Box annotations for photos
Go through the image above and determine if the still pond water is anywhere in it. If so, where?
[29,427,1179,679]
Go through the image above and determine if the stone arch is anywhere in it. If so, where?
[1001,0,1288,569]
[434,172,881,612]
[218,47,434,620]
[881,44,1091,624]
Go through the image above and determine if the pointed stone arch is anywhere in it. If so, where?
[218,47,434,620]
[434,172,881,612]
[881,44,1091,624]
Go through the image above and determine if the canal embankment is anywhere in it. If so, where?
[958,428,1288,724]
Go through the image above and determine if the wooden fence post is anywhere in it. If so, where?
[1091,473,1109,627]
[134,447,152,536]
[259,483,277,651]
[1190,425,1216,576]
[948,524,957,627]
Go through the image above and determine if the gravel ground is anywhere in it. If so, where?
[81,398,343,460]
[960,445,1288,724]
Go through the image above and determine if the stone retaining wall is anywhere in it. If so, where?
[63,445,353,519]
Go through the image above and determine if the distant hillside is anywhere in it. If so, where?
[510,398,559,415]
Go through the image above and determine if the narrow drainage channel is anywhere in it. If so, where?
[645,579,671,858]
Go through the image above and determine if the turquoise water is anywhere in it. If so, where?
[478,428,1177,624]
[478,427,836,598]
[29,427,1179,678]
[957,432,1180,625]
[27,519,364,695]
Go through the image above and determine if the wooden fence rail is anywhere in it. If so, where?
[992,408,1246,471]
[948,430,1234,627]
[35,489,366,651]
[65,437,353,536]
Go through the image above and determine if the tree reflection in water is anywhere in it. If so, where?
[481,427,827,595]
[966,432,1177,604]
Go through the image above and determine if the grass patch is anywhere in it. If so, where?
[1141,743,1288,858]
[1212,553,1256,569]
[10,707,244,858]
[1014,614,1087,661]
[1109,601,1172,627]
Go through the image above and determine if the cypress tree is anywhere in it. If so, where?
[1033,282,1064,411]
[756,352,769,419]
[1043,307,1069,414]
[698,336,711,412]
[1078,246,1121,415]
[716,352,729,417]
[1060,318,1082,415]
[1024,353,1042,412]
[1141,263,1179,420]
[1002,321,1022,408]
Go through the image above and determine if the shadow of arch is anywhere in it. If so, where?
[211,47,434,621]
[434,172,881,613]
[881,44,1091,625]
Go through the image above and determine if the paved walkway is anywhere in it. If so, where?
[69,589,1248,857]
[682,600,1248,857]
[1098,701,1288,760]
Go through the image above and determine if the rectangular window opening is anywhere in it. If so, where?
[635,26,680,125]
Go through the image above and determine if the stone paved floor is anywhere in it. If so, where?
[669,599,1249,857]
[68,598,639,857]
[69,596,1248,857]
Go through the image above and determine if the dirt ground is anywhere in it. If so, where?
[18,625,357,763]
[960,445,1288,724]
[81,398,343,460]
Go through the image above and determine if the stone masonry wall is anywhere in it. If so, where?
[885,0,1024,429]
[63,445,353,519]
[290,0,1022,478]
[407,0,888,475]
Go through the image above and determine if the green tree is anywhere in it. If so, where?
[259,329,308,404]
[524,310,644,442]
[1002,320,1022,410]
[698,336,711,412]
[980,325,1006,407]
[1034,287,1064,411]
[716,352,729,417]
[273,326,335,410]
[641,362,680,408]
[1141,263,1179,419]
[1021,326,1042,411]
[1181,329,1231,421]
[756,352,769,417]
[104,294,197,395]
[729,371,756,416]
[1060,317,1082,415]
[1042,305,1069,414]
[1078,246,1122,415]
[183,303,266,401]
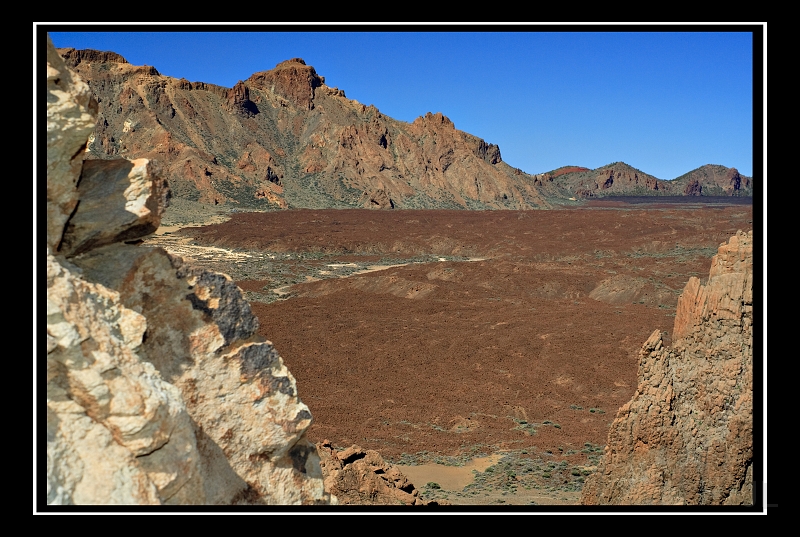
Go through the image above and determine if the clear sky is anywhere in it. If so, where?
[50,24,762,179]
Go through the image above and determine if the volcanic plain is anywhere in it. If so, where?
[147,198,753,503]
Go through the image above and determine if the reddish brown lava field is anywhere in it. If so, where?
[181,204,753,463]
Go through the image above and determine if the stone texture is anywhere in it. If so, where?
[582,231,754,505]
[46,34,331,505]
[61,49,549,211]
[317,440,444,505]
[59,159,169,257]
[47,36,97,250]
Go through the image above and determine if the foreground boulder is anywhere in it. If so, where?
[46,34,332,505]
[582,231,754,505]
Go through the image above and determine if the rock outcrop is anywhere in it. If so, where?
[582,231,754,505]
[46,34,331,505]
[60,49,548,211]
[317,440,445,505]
...
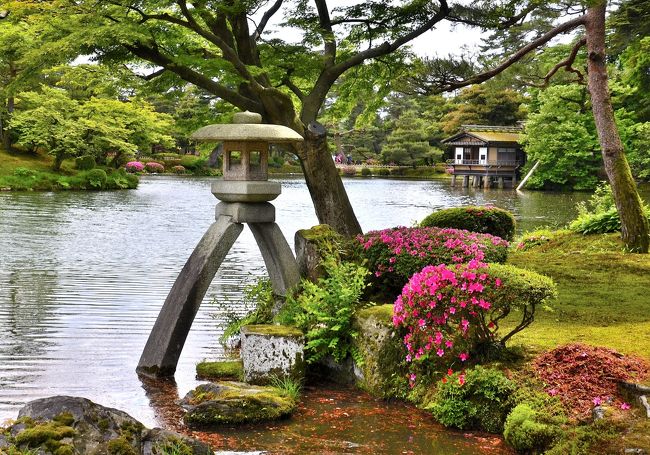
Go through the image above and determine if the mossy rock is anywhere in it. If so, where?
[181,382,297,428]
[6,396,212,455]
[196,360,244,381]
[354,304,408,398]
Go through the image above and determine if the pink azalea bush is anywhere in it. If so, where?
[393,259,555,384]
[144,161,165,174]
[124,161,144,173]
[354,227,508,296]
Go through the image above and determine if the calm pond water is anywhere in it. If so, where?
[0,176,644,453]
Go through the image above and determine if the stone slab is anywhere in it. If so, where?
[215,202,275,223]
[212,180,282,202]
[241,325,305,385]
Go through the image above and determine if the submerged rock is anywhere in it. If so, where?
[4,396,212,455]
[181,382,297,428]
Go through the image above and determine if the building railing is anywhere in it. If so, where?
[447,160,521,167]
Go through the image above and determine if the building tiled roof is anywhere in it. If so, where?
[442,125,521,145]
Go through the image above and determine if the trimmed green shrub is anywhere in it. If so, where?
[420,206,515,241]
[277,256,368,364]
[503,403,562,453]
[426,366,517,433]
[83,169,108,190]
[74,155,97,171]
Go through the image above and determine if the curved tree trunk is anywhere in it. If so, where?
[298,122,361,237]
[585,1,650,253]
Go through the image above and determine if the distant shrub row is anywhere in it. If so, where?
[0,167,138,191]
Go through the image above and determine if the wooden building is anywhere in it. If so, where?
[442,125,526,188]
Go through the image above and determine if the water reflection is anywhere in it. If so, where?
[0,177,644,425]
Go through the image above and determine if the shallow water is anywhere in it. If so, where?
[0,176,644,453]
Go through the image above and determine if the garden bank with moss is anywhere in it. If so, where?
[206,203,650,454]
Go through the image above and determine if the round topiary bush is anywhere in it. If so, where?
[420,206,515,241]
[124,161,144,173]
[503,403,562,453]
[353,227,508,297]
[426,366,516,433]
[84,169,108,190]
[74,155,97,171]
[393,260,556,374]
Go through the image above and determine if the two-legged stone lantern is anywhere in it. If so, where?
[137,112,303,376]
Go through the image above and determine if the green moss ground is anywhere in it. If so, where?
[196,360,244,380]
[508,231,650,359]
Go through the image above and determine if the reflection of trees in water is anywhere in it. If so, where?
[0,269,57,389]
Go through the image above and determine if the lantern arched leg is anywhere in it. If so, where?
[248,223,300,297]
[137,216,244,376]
--
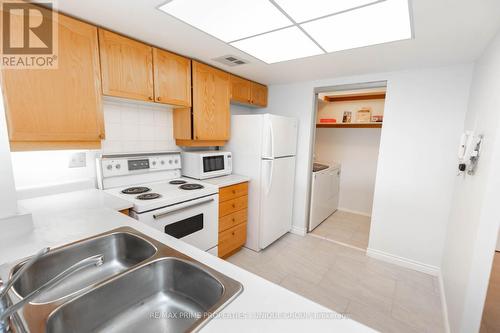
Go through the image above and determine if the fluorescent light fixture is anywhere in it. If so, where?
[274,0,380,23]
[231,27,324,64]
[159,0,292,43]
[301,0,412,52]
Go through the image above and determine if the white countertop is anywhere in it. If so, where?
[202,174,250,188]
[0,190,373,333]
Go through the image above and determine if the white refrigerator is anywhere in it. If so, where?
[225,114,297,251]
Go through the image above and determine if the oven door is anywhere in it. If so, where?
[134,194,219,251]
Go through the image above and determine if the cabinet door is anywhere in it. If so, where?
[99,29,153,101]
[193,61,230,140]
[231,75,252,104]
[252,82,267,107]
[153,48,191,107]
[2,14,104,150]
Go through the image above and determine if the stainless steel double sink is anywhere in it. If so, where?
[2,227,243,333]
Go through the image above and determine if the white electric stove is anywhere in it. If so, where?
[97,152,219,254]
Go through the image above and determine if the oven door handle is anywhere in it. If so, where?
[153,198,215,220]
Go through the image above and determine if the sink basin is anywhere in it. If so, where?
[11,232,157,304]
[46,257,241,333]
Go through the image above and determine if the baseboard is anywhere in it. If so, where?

# Exercise brief:
Add 117 to each bounding-box coordinate in the records from the line with "Go through the image above and determine if the garden" to the line with "[0,269,57,389]". Rewrite every line of that span, and leave the lines without coordinates unchanged.

# Completed exercise:
Go through the image above and determine if the garden bank with moss is anywhere in it. If so, where?
[323,320,767,571]
Go through the image above and determine if the round topiary bush is anywhere in it. If so, where?
[537,323,632,358]
[241,278,261,290]
[620,520,679,570]
[470,344,625,414]
[543,483,633,550]
[201,286,225,307]
[191,272,214,288]
[510,377,673,491]
Go through the image above and determine if the two-legged stone lantern is anywhere in it. If so, where?
[254,229,420,493]
Go through the image above and determine if the green moss ground is anywhere in it. If so, where?
[313,477,361,497]
[625,348,767,476]
Go through the image above and determine if the reflection of trees in water is anywhere in it. If so, where?
[117,386,174,506]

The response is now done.